--- EXERCISE TASKS ---
a) Which two log files does the qmail forum thread suggest checking?
b) Copy the part of the qmail forum thread starting at "The stuff in" and ending at "do with dot-forword....".
c) Carry on the qmail forum thread from the point where it stops.

The stuff in locals and rcpthosts looks good to me - I have similar entries on my qmail server.

----------

## dcstimm

Thanks guys!  I got it working, it was something to do with dot-forword....

thanks!

----------

## procrustes

Exactly how did you go about fixing the problem?

I'm having a similar issue, and I've seen some .forwards in config files running around, but I'm not sure what to do with them.

Thanks.

----------

## JB

This can be a we-tad frusterating.. how did you do the dot-foward thing?

and do any additional users have to be a member of any groups? to be allowed to recieve mail?

----------

## rac

No, you don't have to be a member of a special group to receive mail.  I get  :Sad:  when people don't bother to post how they resolved things, especially after people spend time helping them debug.

----------

## JB

somewhat rude no doubt

----------

## Messiah

Well I got a tip for you guys.

Look at your logfiles. Especially these ones:

/var/log/qmail/qmail-pop3d/current

/var/log/qmail/qmail-smtpd/current

They giva *a lot* of info.

----------

## JB

The logs are not at all helpful, From a bare install of just qmail it seems to deliver mail to:

/var/qmail/alias/.maildir/ 

but i need it to go to $home/.maildir/

it rejects new users as unknown, but sends to root@host.domain

and delivers to the above listed dir. All i need is for qmail to deliver to $HOME/.maildir/. I have the needed $HOME/.qmail and $HOME/.qmail-default files containing ./.maildir/ but this doesnt matter qmail just iqnores them.

--- DATASET ENTRIES ---
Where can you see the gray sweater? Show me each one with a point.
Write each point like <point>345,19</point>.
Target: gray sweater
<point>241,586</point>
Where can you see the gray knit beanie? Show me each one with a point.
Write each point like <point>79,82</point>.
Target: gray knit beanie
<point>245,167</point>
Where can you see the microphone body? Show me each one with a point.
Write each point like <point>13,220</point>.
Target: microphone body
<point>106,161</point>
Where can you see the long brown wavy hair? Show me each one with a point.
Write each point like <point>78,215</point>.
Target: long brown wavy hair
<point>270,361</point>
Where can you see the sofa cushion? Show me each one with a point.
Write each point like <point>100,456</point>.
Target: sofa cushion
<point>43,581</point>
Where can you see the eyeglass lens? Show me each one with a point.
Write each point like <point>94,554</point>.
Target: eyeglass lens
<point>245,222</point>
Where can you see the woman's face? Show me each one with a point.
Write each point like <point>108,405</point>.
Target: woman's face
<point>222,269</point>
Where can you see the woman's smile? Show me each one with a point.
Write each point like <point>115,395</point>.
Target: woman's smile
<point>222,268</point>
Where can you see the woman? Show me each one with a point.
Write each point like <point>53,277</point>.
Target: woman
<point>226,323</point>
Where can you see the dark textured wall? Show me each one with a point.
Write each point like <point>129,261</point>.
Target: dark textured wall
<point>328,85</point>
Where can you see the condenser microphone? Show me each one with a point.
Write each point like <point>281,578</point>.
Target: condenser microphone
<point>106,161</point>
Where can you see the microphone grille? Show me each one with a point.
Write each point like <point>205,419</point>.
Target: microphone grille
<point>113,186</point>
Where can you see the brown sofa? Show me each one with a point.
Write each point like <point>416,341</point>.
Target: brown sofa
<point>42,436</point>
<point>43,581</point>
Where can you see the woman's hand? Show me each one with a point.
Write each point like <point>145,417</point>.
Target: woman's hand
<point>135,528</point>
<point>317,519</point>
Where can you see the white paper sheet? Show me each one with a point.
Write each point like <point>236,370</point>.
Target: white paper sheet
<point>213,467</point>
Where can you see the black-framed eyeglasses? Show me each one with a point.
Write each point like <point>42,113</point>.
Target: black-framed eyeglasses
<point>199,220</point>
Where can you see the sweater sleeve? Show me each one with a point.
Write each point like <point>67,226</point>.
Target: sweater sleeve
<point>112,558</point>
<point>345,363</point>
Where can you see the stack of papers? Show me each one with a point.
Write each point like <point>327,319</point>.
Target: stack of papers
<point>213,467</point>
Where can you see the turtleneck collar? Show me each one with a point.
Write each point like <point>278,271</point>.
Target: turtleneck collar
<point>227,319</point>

--

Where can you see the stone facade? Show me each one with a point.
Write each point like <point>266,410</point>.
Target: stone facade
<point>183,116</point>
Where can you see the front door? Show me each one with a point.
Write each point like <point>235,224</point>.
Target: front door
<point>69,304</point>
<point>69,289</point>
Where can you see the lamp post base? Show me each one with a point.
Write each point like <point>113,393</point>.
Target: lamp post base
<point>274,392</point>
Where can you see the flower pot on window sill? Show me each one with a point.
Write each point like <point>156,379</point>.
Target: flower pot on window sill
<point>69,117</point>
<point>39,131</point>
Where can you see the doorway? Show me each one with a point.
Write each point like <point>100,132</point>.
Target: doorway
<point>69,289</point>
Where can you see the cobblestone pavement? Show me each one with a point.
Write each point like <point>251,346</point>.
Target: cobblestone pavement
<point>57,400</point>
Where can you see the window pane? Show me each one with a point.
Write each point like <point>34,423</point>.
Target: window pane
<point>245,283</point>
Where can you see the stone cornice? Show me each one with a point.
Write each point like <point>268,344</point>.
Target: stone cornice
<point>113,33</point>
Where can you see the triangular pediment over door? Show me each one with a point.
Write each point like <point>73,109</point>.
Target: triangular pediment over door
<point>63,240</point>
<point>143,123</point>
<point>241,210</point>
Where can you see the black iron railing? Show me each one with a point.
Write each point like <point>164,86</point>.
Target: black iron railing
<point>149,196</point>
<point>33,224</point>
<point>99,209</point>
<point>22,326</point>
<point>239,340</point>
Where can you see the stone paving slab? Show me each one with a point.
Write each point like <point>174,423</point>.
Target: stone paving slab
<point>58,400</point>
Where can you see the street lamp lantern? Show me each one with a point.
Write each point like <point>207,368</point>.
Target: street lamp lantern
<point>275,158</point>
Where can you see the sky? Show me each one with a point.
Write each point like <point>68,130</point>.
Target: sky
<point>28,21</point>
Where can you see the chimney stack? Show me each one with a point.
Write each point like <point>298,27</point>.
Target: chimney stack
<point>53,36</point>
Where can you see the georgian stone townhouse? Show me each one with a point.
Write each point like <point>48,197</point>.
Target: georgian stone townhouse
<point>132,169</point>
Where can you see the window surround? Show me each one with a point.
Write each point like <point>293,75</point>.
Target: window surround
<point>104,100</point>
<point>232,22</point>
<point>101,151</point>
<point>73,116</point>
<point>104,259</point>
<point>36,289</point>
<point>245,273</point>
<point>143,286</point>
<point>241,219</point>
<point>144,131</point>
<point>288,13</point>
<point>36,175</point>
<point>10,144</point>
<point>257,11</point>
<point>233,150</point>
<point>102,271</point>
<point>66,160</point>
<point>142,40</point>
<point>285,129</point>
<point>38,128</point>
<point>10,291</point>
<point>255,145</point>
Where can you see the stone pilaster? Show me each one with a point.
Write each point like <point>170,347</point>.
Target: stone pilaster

--- RESULTS ---
a) /var/log/qmail/qmail-pop3d/current and /var/log/qmail/qmail-smtpd/current

b)
The stuff in locals and rcpthosts looks good to me - I have similar entries on my qmail server.

----------

## dcstimm

Thanks guys!  I got it working, it was something to do with dot-forword....

c)
My /var/qmail/control/defaultdelivery contains 

|dot-forward .forward

./.maildir/

So i was thinking It has something to do with dot-forward so i changed /var/qmail/control/defaultdelivery to:

#|dot-forward .forward

./.maildir/

my /var/qmail/rc file is default so it points to /var/qmail/control/defaultdelivery so I know that cant be it.

Am I maybe supposed to have something like "USE="maildir"" in /etc/make.conf or something before compiling.

I have been through everything that I can find if anyone can help please let me know! THX

----------

## Larde

Please have a look here, not having populated /var/qmail/users/assign might be the problem.

Yours,

Larde.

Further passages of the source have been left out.